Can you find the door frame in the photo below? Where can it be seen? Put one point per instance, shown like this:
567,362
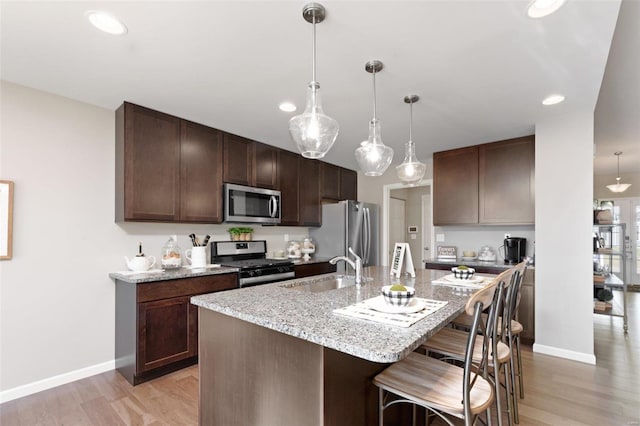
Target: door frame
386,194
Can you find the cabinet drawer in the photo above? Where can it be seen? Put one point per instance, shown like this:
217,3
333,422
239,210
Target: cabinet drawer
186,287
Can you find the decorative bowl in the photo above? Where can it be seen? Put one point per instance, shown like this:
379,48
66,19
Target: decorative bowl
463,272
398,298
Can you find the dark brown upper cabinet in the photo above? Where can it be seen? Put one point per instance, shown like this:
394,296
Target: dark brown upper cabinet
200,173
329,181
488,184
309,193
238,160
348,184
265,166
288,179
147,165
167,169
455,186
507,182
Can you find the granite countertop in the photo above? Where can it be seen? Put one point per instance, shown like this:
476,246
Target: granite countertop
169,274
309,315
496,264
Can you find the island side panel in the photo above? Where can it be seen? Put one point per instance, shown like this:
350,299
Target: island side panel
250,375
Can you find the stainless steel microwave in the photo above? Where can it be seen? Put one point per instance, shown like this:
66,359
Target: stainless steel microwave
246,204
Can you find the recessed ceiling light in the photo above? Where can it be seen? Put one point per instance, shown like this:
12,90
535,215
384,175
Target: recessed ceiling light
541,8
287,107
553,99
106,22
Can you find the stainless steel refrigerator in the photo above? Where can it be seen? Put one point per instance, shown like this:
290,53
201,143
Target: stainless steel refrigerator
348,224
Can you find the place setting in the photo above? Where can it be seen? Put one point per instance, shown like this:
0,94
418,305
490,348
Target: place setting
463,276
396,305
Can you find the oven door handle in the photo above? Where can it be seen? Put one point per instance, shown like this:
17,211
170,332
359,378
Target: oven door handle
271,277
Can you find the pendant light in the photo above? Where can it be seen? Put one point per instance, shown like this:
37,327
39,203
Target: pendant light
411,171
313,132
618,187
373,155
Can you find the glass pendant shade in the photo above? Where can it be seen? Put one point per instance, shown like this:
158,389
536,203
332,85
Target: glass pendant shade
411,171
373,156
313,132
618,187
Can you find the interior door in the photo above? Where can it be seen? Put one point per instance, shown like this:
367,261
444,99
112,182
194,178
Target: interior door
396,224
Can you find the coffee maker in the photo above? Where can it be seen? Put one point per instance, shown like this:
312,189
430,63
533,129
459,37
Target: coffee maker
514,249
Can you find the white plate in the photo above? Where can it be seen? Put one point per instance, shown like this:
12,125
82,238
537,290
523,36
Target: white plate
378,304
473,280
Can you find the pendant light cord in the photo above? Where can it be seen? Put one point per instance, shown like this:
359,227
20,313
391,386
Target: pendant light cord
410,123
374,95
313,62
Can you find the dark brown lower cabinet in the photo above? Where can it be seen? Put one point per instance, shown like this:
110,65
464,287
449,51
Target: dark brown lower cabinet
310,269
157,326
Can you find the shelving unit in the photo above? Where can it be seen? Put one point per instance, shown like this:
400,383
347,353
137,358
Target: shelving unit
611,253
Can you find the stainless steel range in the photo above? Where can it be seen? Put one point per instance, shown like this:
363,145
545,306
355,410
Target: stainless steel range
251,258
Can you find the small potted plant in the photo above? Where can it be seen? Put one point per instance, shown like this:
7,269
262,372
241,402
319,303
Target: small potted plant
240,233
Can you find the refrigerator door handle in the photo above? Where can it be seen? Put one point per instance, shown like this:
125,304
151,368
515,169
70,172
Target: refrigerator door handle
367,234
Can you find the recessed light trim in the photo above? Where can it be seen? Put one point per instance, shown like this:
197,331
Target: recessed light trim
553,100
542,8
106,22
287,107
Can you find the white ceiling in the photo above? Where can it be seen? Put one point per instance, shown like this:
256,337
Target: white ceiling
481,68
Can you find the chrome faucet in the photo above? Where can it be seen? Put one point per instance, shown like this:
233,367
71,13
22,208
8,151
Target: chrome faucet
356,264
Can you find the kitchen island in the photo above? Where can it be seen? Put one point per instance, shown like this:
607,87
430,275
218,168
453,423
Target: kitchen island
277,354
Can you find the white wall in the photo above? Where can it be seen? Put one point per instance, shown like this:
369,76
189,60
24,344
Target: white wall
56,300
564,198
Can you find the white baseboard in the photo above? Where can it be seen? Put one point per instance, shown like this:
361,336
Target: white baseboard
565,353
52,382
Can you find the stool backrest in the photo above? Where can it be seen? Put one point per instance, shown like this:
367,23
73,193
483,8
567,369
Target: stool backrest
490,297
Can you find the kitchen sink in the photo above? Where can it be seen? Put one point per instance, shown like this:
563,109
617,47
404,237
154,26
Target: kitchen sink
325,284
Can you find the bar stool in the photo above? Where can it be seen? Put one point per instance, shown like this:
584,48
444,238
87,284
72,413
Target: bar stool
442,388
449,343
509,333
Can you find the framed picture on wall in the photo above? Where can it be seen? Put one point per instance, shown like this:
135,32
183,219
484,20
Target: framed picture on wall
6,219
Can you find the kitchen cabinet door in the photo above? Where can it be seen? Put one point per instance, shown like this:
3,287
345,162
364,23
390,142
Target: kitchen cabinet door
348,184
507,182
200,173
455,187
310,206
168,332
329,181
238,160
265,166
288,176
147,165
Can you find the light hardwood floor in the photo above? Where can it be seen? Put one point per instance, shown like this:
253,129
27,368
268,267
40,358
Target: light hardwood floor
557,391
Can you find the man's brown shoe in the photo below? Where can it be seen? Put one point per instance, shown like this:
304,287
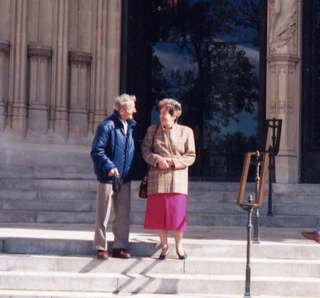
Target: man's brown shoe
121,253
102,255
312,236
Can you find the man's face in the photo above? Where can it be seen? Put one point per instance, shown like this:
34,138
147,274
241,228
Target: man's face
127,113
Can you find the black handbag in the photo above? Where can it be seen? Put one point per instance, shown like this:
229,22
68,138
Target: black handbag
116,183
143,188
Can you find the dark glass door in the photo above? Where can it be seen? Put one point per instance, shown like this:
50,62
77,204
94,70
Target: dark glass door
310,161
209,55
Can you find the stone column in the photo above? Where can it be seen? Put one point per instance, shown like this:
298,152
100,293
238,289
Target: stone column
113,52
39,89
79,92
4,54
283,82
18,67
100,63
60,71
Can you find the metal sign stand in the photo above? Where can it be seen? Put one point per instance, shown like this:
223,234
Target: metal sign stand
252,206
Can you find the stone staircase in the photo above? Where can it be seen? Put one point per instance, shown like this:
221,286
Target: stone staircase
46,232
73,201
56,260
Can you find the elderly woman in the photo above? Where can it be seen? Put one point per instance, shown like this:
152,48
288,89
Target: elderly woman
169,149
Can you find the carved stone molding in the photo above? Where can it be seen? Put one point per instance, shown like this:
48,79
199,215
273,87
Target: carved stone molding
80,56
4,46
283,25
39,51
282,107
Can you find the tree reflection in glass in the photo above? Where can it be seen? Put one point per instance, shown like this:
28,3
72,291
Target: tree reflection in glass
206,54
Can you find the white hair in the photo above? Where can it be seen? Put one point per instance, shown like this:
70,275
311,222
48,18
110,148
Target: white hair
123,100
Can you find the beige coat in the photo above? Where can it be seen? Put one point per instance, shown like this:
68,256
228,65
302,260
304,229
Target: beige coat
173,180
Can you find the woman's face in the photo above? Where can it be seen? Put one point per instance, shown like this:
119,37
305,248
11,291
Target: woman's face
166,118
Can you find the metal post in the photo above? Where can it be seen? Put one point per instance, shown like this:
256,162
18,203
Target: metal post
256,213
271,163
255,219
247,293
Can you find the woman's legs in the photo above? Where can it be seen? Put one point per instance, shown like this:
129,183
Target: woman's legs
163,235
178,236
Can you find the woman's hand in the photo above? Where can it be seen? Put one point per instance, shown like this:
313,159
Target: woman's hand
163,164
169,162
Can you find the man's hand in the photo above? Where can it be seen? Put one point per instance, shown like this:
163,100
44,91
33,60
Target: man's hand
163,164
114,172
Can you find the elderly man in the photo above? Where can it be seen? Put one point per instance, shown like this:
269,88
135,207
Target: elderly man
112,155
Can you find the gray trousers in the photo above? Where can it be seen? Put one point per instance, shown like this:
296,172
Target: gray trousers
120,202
⁂
## [Task objective]
Repeat exactly the lines from the one containing "Can you find the woman's legs" through the last line of the records above, both included, and nothing else.

## [The solution]
Can you find the woman's legs in the photo above? Where can it be seen? Put one point per instance, shown like this:
129,183
Target: woman's legs
163,235
178,236
Can you find the woman's hand in the photo above? Where can it be seen? Put one point per instance, shown like this:
313,159
Target: woman's hand
163,164
169,162
Can you find the man's hand in the photo above? Where can it be seen? Put one point per instance, shown like this:
163,100
44,91
33,60
Target: man's hand
163,164
114,172
Can you find the elderly man in the photo above? Where can it be seen? Put one point per instance, shown like this:
269,88
135,207
Target: elderly man
112,155
Can you find the gray trousers in the photo above? Where can it be seen? Put one point per instance, shown like this:
296,172
Target: gray trousers
120,202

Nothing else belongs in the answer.